* [Exercise]:
Write out the records that follow exactly. Do not include pictures.

* [Records]:
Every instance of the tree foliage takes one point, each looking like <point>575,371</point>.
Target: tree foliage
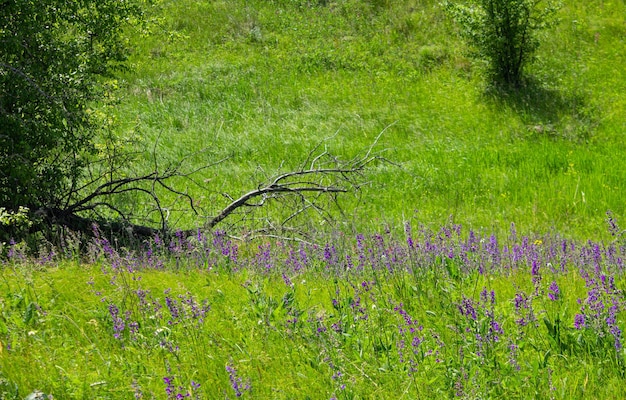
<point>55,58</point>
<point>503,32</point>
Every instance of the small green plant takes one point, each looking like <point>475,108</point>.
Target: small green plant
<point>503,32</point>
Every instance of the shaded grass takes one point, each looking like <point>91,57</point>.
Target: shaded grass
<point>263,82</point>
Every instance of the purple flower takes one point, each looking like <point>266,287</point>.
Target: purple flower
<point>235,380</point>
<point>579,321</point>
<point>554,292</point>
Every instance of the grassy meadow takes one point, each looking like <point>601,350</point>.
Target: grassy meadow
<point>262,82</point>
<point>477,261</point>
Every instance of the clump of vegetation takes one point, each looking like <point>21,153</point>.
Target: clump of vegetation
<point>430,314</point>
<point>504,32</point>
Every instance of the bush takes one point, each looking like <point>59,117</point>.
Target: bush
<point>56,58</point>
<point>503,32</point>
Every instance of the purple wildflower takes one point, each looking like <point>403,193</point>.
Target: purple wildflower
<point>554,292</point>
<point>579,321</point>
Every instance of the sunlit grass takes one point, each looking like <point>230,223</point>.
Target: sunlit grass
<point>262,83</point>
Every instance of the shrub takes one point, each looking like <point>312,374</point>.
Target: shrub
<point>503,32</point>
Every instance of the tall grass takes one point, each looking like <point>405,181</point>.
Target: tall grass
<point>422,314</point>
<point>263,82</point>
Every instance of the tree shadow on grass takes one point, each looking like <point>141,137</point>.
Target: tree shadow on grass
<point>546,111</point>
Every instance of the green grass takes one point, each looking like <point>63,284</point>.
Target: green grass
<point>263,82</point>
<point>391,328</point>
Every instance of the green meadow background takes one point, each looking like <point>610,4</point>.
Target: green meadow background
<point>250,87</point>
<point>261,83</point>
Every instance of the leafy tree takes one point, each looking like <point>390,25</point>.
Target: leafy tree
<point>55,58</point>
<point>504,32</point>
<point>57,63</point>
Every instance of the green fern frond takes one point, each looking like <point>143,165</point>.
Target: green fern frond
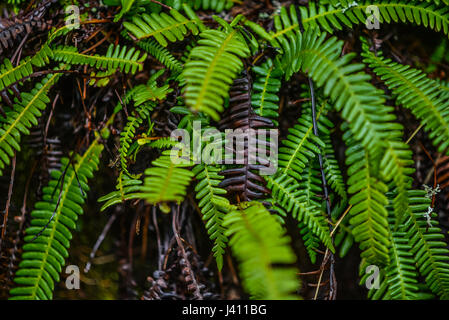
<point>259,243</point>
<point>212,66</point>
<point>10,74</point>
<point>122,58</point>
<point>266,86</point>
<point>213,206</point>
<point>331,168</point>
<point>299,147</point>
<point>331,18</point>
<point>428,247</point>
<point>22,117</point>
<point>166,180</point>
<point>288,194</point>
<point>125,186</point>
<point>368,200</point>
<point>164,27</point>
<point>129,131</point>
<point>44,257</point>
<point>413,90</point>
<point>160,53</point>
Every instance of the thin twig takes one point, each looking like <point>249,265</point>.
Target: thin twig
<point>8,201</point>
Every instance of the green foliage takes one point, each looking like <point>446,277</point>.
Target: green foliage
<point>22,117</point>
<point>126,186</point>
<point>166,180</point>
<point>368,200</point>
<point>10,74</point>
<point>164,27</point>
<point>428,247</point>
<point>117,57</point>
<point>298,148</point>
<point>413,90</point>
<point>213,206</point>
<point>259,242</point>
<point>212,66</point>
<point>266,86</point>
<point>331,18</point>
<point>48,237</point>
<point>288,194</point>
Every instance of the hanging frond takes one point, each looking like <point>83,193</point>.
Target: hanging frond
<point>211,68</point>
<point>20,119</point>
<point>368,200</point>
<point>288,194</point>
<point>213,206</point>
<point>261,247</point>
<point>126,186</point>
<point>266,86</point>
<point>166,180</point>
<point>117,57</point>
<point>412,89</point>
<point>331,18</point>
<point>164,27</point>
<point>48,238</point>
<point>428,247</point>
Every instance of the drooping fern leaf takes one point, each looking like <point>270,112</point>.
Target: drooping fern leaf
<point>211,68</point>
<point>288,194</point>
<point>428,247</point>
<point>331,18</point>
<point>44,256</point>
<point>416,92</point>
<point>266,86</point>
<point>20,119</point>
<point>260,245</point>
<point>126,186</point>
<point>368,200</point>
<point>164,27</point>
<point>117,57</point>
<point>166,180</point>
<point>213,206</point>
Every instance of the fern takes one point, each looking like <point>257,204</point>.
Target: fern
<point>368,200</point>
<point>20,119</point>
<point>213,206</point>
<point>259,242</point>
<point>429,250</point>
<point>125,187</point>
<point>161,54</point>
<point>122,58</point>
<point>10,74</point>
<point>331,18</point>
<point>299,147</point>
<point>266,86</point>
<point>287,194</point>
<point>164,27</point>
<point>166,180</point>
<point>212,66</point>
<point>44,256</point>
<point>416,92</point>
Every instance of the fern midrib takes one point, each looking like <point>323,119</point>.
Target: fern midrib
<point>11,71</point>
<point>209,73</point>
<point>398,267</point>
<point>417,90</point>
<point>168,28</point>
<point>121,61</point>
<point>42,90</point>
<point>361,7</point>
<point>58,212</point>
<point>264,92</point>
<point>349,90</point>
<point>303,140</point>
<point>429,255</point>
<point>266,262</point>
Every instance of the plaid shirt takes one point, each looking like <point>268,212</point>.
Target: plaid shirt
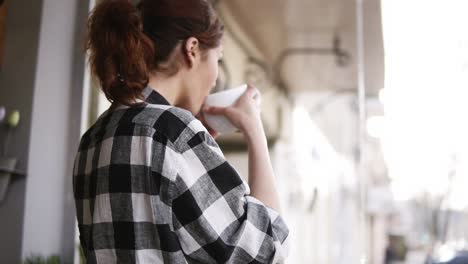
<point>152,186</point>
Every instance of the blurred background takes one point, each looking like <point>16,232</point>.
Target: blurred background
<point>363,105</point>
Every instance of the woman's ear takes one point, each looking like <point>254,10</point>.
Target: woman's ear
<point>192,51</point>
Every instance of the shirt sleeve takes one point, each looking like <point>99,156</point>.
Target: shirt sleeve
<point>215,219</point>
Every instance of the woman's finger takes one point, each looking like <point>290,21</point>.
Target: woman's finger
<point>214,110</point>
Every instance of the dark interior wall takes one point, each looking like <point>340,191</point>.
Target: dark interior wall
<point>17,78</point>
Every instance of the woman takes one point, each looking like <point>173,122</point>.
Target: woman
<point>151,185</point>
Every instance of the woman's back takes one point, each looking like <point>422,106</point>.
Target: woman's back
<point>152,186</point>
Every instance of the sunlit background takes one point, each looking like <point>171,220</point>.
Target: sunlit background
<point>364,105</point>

* [The answer]:
Every instance of the tree foliage takes one point, each looking like <point>575,371</point>.
Target: tree foliage
<point>55,58</point>
<point>503,32</point>
Every instance of the small green plant takes one point, each looking like <point>475,108</point>.
Target: small green plant
<point>503,32</point>
Every instance of the shaded grass takes one point, each looking like <point>91,57</point>.
Target: shaded grass
<point>263,82</point>
Every instance of the purple flower takes one point, each looking like <point>266,287</point>.
Target: purple flower
<point>235,380</point>
<point>579,321</point>
<point>554,292</point>
Every instance of the grassy meadow takes one point, each looking like <point>601,350</point>.
Target: grassy meadow
<point>262,82</point>
<point>477,261</point>
Every instance of the clump of vegetation takes one point, each looking like <point>21,153</point>.
Target: clump of vegetation
<point>430,314</point>
<point>504,32</point>
Every instance of the bush takes one point, each looking like <point>59,117</point>.
Target: bush
<point>56,58</point>
<point>503,32</point>
Every instance of the purple wildflower takes one point, each looking like <point>403,193</point>.
Target: purple wildflower
<point>554,292</point>
<point>579,321</point>
Every instance of the sunlit grass takes one point, each looking like <point>230,223</point>.
Target: sunlit grass
<point>262,83</point>
Every instance of the shrub takes one point, each looking like <point>312,374</point>.
Target: shrub
<point>503,32</point>
Every instance of the tall grass takes one point, each looking like <point>405,181</point>.
Target: tall grass
<point>422,314</point>
<point>263,82</point>
Every instance of the tree shadow on grass takes one point, each looking like <point>141,137</point>.
Target: tree shadow on grass
<point>546,111</point>
Every instance of the green grass takes one point, each looking like <point>63,284</point>.
Target: green grass
<point>263,82</point>
<point>391,328</point>
Every instance of the green meadow background takes one point, each looking like <point>610,4</point>.
Target: green meadow background
<point>250,87</point>
<point>261,83</point>
Every instance of the leafy tree takes one point, each looking like <point>390,25</point>.
Target: leafy tree
<point>55,58</point>
<point>504,32</point>
<point>57,63</point>
Every instance of the green fern frond takes one point, each looking like <point>143,165</point>.
Target: green fern frond
<point>259,243</point>
<point>212,66</point>
<point>10,74</point>
<point>122,58</point>
<point>266,86</point>
<point>213,206</point>
<point>331,168</point>
<point>299,147</point>
<point>331,18</point>
<point>428,247</point>
<point>22,117</point>
<point>166,180</point>
<point>288,194</point>
<point>125,186</point>
<point>368,200</point>
<point>164,27</point>
<point>129,131</point>
<point>44,257</point>
<point>413,90</point>
<point>160,53</point>
Every instance of the thin twig takes one point, each looking like <point>249,265</point>.
Target: thin twig
<point>8,201</point>
Every instance of the green foliage takes one point, each looking like <point>446,277</point>.
Target: green foliage
<point>22,117</point>
<point>126,186</point>
<point>166,180</point>
<point>368,200</point>
<point>10,74</point>
<point>164,27</point>
<point>428,247</point>
<point>117,57</point>
<point>298,148</point>
<point>413,90</point>
<point>213,206</point>
<point>259,242</point>
<point>212,66</point>
<point>266,86</point>
<point>331,18</point>
<point>48,237</point>
<point>288,194</point>
Every instance of the hanging frond takes one point, each looking like <point>83,193</point>.
Target: hanging frond
<point>211,68</point>
<point>20,119</point>
<point>368,200</point>
<point>288,194</point>
<point>213,206</point>
<point>261,247</point>
<point>126,186</point>
<point>266,86</point>
<point>166,180</point>
<point>117,57</point>
<point>412,89</point>
<point>331,18</point>
<point>164,27</point>
<point>48,238</point>
<point>428,247</point>
Every instance of the drooping fern leaf takes one point, each looking like <point>270,112</point>.
Target: drooping fern leaf
<point>211,68</point>
<point>288,194</point>
<point>428,247</point>
<point>331,18</point>
<point>44,256</point>
<point>416,92</point>
<point>266,86</point>
<point>20,119</point>
<point>260,245</point>
<point>126,186</point>
<point>368,200</point>
<point>164,27</point>
<point>117,57</point>
<point>166,180</point>
<point>213,206</point>
Every instance of the fern takes one point, each looking like <point>257,204</point>.
Target: fern
<point>368,200</point>
<point>20,119</point>
<point>213,206</point>
<point>259,242</point>
<point>429,250</point>
<point>125,187</point>
<point>161,54</point>
<point>122,58</point>
<point>10,74</point>
<point>331,18</point>
<point>299,147</point>
<point>266,86</point>
<point>287,194</point>
<point>164,27</point>
<point>166,180</point>
<point>212,66</point>
<point>44,256</point>
<point>416,92</point>
Every instance of the fern midrib takes one point, each looking like <point>323,119</point>.
Target: fern midrib
<point>11,71</point>
<point>209,73</point>
<point>398,267</point>
<point>417,90</point>
<point>168,28</point>
<point>121,61</point>
<point>42,90</point>
<point>361,7</point>
<point>58,212</point>
<point>264,92</point>
<point>349,90</point>
<point>303,140</point>
<point>429,255</point>
<point>266,262</point>
Every instance of the plaid shirt takes one point, each looking like <point>268,212</point>.
Target: plaid shirt
<point>152,186</point>
Every instance of the blurred background takes one point, each looking like <point>16,232</point>.
Target: blurred background
<point>363,105</point>
Every instance of the woman's ear takes one point, each looking like <point>254,10</point>.
Target: woman's ear
<point>192,51</point>
Every instance of the shirt sleeve takes one point, each looking like <point>99,156</point>.
Target: shirt sleeve
<point>215,219</point>
Every instance of the woman's finger takes one point, each looking like <point>290,21</point>.
Target: woman's finger
<point>214,110</point>
Every instance of the dark interior wall takes one point, each looking like <point>340,191</point>.
Target: dark interior wall
<point>17,78</point>
Every instance of the woman takes one point, each looking like <point>173,122</point>.
Target: woman
<point>151,185</point>
Every instance of the woman's back takes one point, each looking like <point>422,106</point>.
Target: woman's back
<point>152,186</point>
Every instance of the sunlit background takes one point, each looking like <point>171,220</point>.
Target: sunlit background
<point>364,105</point>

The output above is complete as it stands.